• _Try it_
The lines that make up this material should each be returned exactly.

• _Dataset excerpts_

Content starts

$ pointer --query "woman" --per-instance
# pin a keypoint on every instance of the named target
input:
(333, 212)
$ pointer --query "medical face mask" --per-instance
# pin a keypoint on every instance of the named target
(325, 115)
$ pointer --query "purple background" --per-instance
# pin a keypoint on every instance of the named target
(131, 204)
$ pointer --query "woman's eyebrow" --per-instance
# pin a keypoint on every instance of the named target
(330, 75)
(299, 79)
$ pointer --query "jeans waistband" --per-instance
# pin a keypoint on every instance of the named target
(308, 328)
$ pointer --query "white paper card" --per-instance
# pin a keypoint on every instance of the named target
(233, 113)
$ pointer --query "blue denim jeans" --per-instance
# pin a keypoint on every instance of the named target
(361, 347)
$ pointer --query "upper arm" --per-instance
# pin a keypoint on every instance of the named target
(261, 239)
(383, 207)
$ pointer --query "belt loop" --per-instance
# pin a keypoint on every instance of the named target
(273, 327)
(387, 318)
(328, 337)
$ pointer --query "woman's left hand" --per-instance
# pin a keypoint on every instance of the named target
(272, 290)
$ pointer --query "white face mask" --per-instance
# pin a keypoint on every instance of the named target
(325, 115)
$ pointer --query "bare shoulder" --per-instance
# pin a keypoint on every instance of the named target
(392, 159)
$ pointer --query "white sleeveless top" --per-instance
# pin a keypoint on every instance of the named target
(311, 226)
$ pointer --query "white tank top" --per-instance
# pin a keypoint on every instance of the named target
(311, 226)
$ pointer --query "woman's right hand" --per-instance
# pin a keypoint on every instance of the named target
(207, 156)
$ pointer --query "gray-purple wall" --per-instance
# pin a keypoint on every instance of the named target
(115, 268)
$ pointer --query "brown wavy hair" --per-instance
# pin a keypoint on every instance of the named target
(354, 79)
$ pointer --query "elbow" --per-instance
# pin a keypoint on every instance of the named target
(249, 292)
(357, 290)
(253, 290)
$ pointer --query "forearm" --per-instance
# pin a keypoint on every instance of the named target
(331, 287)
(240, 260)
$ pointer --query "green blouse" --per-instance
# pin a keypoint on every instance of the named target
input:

Content ends

• _Answer to this task_
$ pointer --query "woman" --per-instance
# pin a keypoint on every instance of the named target
input:
(333, 212)
$ pointer --query "medical face mask" --per-instance
# pin a keypoint on every instance of the named target
(325, 115)
$ pointer --query "purple background" --per-instance
# pin a keypoint on every instance of the named target
(131, 204)
$ pointer --query "woman's eyebrow" --per-instance
# pin a keypoint on every instance of the named target
(330, 75)
(299, 79)
$ pointer --query "jeans waistband" --per-instance
# pin a keypoint on every instance of the named target
(308, 328)
$ pointer --query "white paper card" --per-instance
# pin a keypoint on every instance of the named target
(233, 113)
$ pointer --query "blue denim jeans" --per-instance
# pin a keypoint on every instance of the named target
(361, 347)
$ pointer --query "upper arm" --per-instance
# pin a keypoint on every instance of the named target
(261, 239)
(383, 207)
$ pointer --query "belt loop" --per-instance
# pin a keypoint on every instance of the named target
(273, 327)
(387, 318)
(328, 337)
$ pointer --query "woman's left hand" --per-instance
# pin a keypoint on every instance of the named target
(272, 290)
$ pointer --query "white face mask" --per-instance
# pin a keypoint on every instance of the named target
(325, 115)
$ pointer --query "bare shoulder" --per-instance
# pin a keypoint on every instance of the named target
(392, 159)
$ pointer --query "white sleeveless top" --per-instance
# pin a keypoint on every instance of the named target
(311, 226)
$ pointer --query "white tank top" --per-instance
# pin a keypoint on every instance of the named target
(311, 226)
$ pointer --query "woman's right hand" --per-instance
# pin a keypoint on every instance of the named target
(207, 156)
$ pointer --query "gray-purple wall" --per-instance
# pin a keypoint on every instance of the named target
(115, 268)
$ pointer --query "brown wavy hair" --per-instance
# pin a keypoint on every instance of the named target
(354, 79)
$ pointer --query "elbow" --per-instance
# pin a keypoint on every instance of the named target
(249, 292)
(357, 290)
(253, 290)
$ pointer --query "forearm" --per-instance
# pin a keypoint on every instance of the named target
(331, 287)
(240, 260)
$ pointer --query "green blouse" --per-instance
# pin a keypoint on every instance of the named target
input:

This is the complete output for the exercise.